Task requirements:
From the post about room loading and 9918 limitations, output the passage starting at "Behind the scenes" and ending at "VRAM writes (!!!)", copied word for word.

Document segment:
========================================================================
Behind the scenes is much cooler. In instantanous fashion, the data for the next room (700 some bytes) is loaded from a swapped memory page into RAM and cycled into VRAM as shown above.
9918 limitations:
4 sprites per line
1 color per sprite
29 T-states between VRAM writes (!!!)
Monsters are 2x2 patterns, and while there's space for 100 in RAM, there will likely never be that many on-screen at once, regardless, this and projectile flicker allows for 2 players to have 2 colors - and monsters are actually more colorful than sprites would be. The downside is they move in 8 pixel chunks.
========================================================================
Record list:
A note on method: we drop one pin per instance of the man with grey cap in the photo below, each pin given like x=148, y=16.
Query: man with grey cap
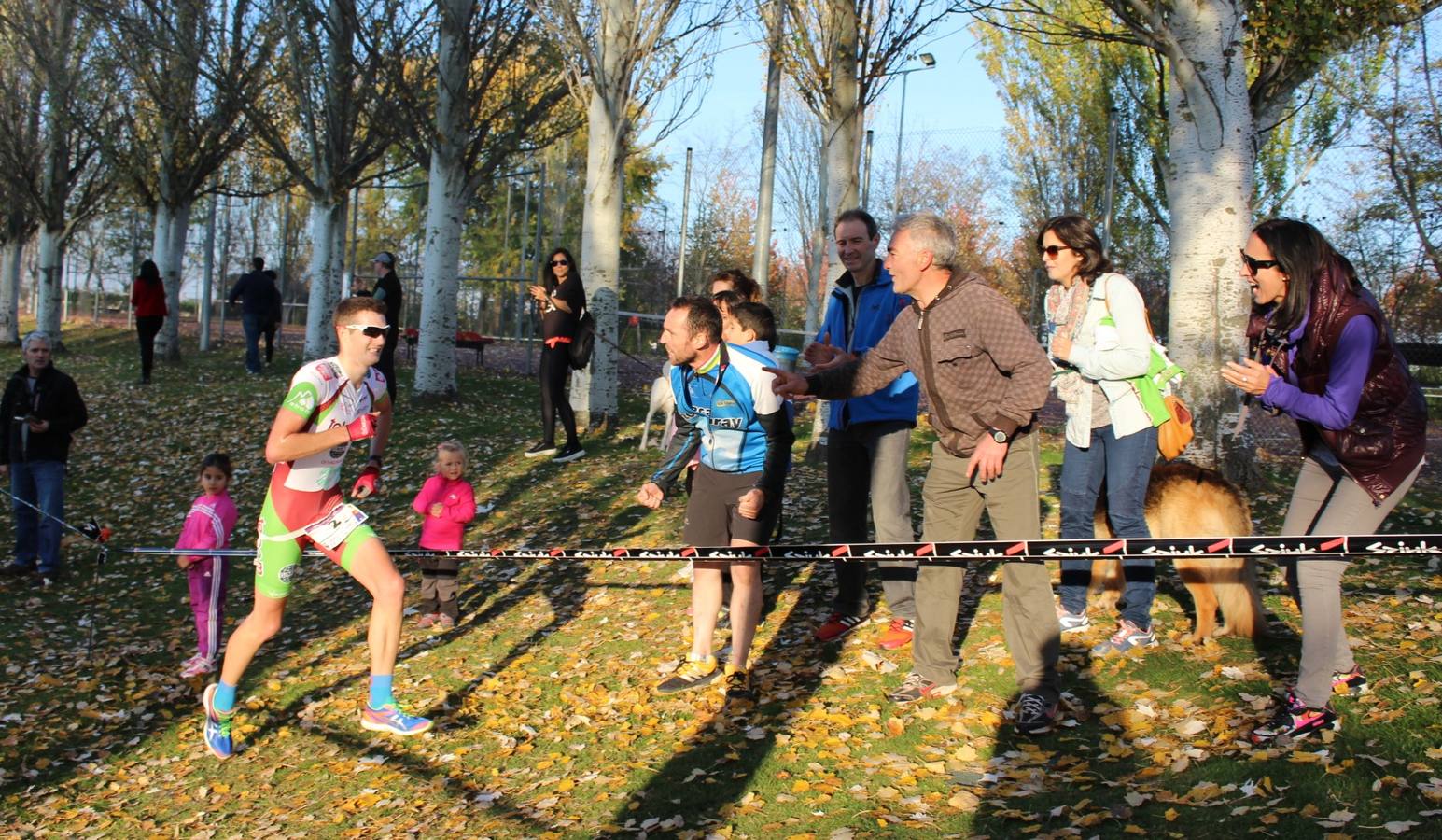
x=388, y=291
========================================================================
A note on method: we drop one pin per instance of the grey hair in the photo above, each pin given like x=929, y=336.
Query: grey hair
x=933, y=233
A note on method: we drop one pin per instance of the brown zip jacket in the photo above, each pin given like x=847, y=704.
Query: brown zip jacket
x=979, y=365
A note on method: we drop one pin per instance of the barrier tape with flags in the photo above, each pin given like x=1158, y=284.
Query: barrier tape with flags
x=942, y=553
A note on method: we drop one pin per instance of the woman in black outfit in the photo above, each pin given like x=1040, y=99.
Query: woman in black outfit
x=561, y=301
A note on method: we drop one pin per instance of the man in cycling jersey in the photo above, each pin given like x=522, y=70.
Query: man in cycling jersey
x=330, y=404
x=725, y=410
========================================================================
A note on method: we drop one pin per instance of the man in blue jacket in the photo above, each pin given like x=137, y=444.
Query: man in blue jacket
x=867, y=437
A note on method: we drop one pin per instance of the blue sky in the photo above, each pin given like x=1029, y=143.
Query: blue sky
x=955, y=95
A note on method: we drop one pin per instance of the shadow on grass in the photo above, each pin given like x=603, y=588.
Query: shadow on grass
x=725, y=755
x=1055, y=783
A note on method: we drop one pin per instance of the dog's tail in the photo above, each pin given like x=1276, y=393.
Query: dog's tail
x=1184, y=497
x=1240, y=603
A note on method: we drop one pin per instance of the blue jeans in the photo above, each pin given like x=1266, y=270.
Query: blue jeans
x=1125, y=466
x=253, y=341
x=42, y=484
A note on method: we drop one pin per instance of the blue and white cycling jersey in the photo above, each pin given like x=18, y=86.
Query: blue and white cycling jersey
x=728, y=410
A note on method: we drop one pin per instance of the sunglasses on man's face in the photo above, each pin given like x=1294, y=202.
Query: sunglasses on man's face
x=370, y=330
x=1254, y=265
========================================================================
Correct output:
Behind the scenes is much cooler. In instantanous fashion, the data for the next room (700 some bytes) is loaded from a swapped memory page into RAM and cycled into VRAM as shown above.
9918 limitations:
4 sprites per line
1 color per sprite
29 T-states between VRAM writes (!!!)